__Set exercise__
Return each line in the entries below that contains the word "white". Treat uppercase and lowercase letters as distinct.

[Annotated coordinate records]
%%

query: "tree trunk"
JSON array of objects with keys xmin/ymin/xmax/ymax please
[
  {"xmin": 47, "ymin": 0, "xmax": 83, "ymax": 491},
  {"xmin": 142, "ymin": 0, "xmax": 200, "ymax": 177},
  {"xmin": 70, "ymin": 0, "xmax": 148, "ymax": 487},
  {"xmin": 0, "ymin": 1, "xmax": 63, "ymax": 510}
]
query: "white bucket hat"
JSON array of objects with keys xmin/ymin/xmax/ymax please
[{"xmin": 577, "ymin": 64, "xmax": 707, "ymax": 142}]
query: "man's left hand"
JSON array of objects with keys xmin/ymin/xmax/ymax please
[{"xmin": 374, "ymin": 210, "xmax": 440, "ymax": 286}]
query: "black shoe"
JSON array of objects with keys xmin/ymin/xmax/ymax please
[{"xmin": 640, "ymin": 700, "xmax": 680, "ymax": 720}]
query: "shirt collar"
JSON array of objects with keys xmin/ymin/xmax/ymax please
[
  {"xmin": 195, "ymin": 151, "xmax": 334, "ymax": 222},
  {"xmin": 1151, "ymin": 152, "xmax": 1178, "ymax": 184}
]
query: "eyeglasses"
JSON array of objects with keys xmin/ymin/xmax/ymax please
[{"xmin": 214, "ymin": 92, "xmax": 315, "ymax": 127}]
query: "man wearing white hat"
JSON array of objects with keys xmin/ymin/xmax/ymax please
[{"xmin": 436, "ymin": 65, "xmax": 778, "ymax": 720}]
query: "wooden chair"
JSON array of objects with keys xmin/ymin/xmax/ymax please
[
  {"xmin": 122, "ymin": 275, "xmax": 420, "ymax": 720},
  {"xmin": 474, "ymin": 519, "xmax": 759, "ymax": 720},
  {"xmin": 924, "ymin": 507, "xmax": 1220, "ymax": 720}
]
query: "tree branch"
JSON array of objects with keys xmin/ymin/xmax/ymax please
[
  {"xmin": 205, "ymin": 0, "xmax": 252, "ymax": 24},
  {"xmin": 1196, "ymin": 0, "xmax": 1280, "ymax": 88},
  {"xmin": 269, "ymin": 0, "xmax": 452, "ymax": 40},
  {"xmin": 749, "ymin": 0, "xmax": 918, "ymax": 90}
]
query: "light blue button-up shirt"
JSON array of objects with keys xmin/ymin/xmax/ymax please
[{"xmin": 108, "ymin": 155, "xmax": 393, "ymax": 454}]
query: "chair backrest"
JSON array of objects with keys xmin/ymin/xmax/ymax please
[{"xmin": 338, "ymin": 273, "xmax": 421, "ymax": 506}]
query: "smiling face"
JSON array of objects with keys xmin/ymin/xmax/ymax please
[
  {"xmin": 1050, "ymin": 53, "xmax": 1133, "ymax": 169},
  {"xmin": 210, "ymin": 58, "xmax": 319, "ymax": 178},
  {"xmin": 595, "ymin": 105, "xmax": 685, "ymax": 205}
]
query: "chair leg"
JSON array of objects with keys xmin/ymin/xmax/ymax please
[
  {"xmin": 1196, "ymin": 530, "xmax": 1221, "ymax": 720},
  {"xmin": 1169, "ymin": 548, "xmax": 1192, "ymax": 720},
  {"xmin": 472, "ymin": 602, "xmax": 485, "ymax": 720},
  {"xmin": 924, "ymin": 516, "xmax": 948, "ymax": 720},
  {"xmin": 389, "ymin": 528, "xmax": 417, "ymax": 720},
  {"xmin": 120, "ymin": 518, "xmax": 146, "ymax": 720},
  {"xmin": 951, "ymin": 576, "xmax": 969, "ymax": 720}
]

%%

__Solution to the exercise__
query: "white bucket hat"
query: "man wearing white hat"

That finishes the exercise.